• [PROBLEM DESCRIPTION]
Copy the records below verbatim, from the line containing "# point at: face" through the line containing "x=279, y=96", including both of those lines. Copy only those lines.

• [Stored data entries]
:::::

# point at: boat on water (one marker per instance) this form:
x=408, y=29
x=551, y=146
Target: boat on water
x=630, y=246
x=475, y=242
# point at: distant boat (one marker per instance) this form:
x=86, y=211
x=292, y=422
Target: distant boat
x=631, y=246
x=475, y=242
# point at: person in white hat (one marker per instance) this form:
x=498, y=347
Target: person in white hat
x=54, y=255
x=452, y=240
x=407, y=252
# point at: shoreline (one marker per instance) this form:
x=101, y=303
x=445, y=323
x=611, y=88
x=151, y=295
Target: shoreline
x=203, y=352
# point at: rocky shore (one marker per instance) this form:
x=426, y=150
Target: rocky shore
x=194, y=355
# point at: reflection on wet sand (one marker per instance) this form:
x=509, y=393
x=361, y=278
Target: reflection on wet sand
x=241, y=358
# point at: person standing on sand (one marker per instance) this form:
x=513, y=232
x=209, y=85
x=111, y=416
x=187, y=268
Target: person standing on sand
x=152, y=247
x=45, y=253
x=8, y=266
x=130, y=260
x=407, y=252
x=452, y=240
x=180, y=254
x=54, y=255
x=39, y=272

:::::

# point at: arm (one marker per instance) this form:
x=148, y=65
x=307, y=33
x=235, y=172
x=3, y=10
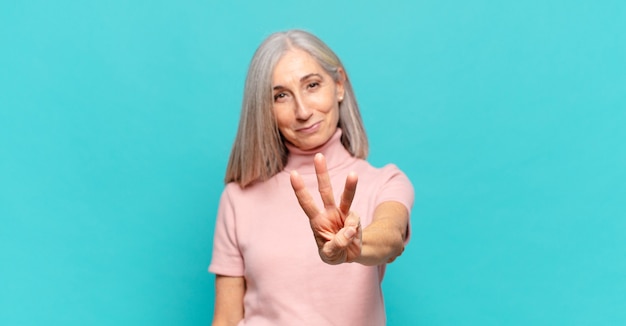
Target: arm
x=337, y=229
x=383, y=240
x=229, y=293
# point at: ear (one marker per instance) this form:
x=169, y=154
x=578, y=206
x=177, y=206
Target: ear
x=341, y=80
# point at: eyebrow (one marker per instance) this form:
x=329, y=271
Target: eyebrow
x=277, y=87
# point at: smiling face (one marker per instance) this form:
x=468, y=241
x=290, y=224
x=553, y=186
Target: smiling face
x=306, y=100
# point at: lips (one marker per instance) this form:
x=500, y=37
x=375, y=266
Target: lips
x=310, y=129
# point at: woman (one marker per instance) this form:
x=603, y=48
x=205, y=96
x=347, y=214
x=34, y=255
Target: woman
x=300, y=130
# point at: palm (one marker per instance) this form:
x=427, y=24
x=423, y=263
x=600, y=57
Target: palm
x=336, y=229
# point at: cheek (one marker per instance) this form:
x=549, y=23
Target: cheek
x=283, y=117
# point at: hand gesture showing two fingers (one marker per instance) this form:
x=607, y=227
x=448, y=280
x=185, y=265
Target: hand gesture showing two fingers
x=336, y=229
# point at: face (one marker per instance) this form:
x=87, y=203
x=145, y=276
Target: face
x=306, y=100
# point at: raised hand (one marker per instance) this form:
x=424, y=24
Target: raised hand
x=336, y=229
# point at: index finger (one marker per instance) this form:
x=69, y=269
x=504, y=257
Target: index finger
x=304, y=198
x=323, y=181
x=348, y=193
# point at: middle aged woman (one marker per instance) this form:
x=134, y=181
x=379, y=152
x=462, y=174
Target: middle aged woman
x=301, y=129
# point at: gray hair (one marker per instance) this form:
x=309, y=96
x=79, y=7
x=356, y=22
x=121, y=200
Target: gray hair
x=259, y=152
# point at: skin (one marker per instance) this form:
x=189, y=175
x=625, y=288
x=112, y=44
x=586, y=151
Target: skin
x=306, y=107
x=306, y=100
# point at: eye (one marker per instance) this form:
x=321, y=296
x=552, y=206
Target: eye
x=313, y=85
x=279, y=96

:::::

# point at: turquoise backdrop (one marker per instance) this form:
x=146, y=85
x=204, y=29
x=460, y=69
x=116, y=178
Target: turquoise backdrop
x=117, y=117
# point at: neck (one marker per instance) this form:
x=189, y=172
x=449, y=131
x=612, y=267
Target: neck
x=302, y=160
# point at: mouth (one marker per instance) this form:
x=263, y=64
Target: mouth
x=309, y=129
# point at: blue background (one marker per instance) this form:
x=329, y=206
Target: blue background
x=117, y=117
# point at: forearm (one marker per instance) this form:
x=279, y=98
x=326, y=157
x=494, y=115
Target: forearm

:::::

• [THE ANSWER]
# point at: face (one marker per instance) this form:
x=87, y=203
x=145, y=276
Target: face
x=306, y=100
# point at: raised hand (one marker per instance) this form:
x=424, y=24
Target: raised hand
x=336, y=229
# point at: index finger (one marker per instance) this form:
x=69, y=269
x=504, y=257
Target: index finger
x=304, y=198
x=323, y=181
x=348, y=193
# point at: middle aged woman (one marker per instance) this form:
x=134, y=181
x=379, y=152
x=462, y=174
Target: middle aged woman
x=301, y=129
# point at: gray hair (one marker per instance) this form:
x=309, y=96
x=79, y=7
x=356, y=22
x=121, y=200
Target: gray hair
x=259, y=152
# point at: skin (one marker per instance) this form:
x=189, y=175
x=625, y=288
x=112, y=44
x=586, y=151
Target: skin
x=306, y=107
x=306, y=100
# point at: eye (one marker per instance) this form:
x=321, y=296
x=552, y=206
Target: eye
x=313, y=85
x=279, y=96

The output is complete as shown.